§ Tasks to complete:
- A) In the passage on celebrity failure below, condense the paragraph beginning "But there's a twist" into a short bulleted list that keeps its main facts.
- B) Carry on the passage on celebrity failure below, starting after its final sentence, with a paragraph or two in the same voice.

§ Passage:

Until, that is, there’s a problem. The car crash. The overdose. The hospital check-in for “exhaustion.” And, inevitably, almost, the divorce: the fight over the kids, the plea for privacy and respect, the moment of weakness, the piercing humanity. Nothing lasts forever, even charisma. But even in their failures, our celebrity heroes still radiate a captivating magnetism.
But there’s a twist. The only reason that humbled celebrities still seem such worthy objects of our admiration and attention is our own strange stoicism. Tocqueville discussed how Americans, because they combine a fervent desire to have it all with a repressed knowledge that it’s all fleeting, are “often less afraid of death than of enduring effort toward one goal.” In a perverse but potent way, the spectacle of collapsing celebrity marriages reinforces that quintessentially American view of life. Sad as they are, they’re proof positive that long labors are the riskiest, most futile of all — and, here’s the kicker, that’s OK.
We know how anxious it makes us feel when our own strongest feelings force us to commit to enduring, all-consuming projects that will leave us a wreck if and when they fail. When celebrities are wrecked in this way too, we understand that — just as in their case the culprit was more bad fortune than moral fault, so it is in ours. Just because we helplessly risk failure and actually fail doesn’t mean we’re bad people. That craziness is constitutive of American life. Deep down, we think, it’s baked into the true reality of being human. And that’s why, even when the world at large appears close to crashing down, we care so much about the tribulations of our favorite celebrities.

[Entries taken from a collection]

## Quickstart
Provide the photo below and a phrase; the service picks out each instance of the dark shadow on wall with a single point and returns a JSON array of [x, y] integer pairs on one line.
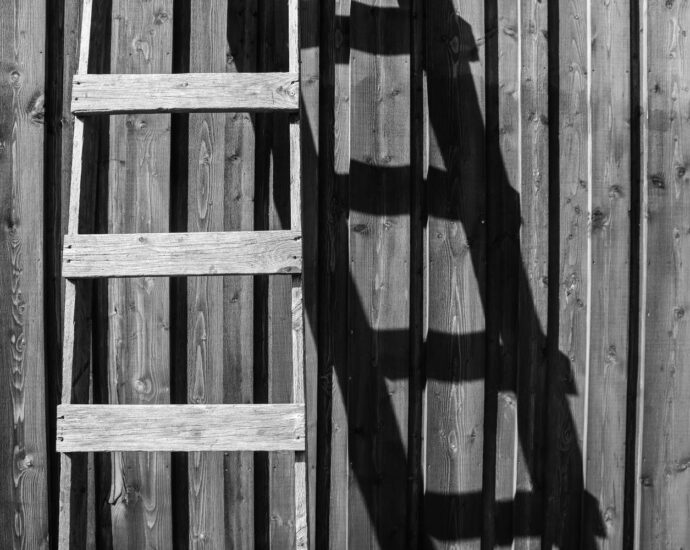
[[459, 186]]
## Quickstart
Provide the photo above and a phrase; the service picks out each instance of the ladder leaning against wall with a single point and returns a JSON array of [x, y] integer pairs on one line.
[[184, 428]]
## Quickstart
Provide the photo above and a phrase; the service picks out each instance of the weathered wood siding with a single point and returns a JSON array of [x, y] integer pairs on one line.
[[24, 458], [495, 227]]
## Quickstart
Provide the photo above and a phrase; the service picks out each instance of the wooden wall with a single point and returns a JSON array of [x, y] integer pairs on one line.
[[496, 223]]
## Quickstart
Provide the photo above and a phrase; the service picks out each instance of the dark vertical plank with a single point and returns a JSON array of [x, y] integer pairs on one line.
[[139, 308], [238, 292], [610, 253], [568, 368], [333, 246], [310, 66], [534, 273], [23, 461], [205, 294], [378, 301], [419, 237], [456, 344], [665, 446]]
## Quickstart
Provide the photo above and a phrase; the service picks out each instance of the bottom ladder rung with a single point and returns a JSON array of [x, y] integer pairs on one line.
[[184, 428]]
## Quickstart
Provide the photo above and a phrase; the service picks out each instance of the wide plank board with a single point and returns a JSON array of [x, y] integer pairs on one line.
[[180, 428], [200, 92], [183, 254]]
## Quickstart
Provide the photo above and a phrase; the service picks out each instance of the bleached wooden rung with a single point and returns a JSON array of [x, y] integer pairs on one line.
[[195, 92], [183, 428], [182, 254]]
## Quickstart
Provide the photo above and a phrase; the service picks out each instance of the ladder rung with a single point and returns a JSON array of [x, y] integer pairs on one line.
[[182, 254], [183, 428], [200, 92]]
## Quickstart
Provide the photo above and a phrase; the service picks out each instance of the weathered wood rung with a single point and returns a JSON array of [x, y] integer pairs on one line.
[[183, 428], [182, 254], [193, 92]]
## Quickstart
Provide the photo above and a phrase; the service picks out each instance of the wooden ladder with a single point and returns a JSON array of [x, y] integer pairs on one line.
[[185, 428]]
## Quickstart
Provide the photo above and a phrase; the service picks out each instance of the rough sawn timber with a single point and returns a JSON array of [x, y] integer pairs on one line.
[[166, 254], [200, 92], [181, 428]]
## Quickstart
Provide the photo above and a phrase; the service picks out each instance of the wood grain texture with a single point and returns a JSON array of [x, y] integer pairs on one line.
[[611, 192], [150, 93], [182, 428], [333, 480], [665, 439], [296, 297], [275, 528], [165, 254], [23, 461], [76, 470], [456, 342], [378, 301], [205, 294], [138, 309], [238, 299], [533, 270], [310, 70], [568, 368], [503, 151]]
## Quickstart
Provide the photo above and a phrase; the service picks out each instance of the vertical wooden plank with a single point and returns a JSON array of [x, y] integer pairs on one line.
[[23, 461], [418, 264], [275, 205], [310, 70], [456, 343], [138, 358], [534, 273], [333, 482], [238, 292], [568, 368], [204, 294], [665, 446], [378, 302], [610, 252]]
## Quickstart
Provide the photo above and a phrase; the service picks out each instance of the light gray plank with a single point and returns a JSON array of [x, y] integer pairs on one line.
[[183, 254], [200, 92], [180, 428]]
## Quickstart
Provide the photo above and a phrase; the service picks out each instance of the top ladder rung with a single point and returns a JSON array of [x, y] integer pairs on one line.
[[193, 92]]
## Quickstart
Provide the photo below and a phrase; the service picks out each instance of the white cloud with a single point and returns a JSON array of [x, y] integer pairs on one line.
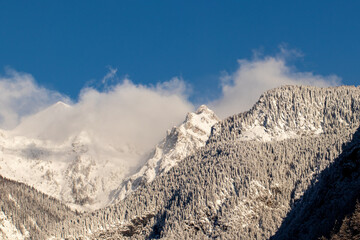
[[21, 96], [242, 89], [130, 119]]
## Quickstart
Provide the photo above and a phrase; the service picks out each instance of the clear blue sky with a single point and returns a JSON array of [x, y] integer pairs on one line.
[[66, 44]]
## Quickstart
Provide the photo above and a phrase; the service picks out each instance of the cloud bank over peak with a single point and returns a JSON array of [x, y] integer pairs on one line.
[[241, 89], [21, 96], [127, 118]]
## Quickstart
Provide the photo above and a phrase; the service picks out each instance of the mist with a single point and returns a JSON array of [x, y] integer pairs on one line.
[[241, 89]]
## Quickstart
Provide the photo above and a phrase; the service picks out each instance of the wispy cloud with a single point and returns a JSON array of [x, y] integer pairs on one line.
[[21, 96], [241, 89], [109, 76]]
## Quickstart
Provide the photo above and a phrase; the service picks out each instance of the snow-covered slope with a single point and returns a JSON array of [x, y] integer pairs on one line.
[[179, 143], [82, 171], [75, 172], [8, 231]]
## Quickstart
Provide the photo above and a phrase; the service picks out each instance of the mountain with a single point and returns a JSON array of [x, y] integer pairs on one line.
[[83, 172], [180, 142], [25, 213], [286, 168], [239, 186]]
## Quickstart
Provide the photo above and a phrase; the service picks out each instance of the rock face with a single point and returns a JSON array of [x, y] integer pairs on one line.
[[83, 173], [180, 142], [71, 172], [293, 111]]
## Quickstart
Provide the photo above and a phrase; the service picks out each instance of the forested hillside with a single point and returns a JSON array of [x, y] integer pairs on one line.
[[288, 168], [30, 211]]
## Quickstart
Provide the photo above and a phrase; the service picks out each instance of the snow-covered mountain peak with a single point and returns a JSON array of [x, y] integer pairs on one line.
[[179, 143]]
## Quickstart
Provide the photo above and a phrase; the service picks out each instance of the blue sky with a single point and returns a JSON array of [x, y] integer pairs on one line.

§ Outputs by task:
- A)
- Humbled celebrities still seem worthy of our admiration and attention only because of our own strange stoicism.
- Tocqueville observed that Americans, who want to have it all but know it is all fleeting, are "often less afraid of death than of enduring effort toward one goal."
- Collapsing celebrity marriages reinforce this American view of life in a perverse but potent way.
- Sad as they are, these marriages prove that long labors are the riskiest and most futile of all, and that this is OK.

- B)
People in other parts of the world, where cultural resources are more geared toward processing history and tradition, tend to have a different perspective on Americans’ manic democratic stoicism. Because they are forced to deal with its political implications, they often dismiss it as a perversely moralistic flightiness — a lack of resolve elevated to a virtue. It’s no accident that Americans, like our celebrities, tend to leap into geopolitical marriages with the best of intentions and a sort of recklessly romantic ego — only to crumble in a fatalistic funk the minute the going gets tough and pierces the illusion.
It’s worth noting that American favor for celebrities can be so fervent as to almost make the most magical of them immortal. (Think of Elvis Presley, Marilyn Monroe, or Michael Jackson.) But as a rule, Tocqueville whispers, our manic American fixture on fame is bigger than any one idol. “With everything on the move in the realm of the mind,” not even the most ambitious, talented, and beloved of celebs is safe from eventual obscurity. Of course, the same is true for even the most ambitious, talented, and beloved of countries.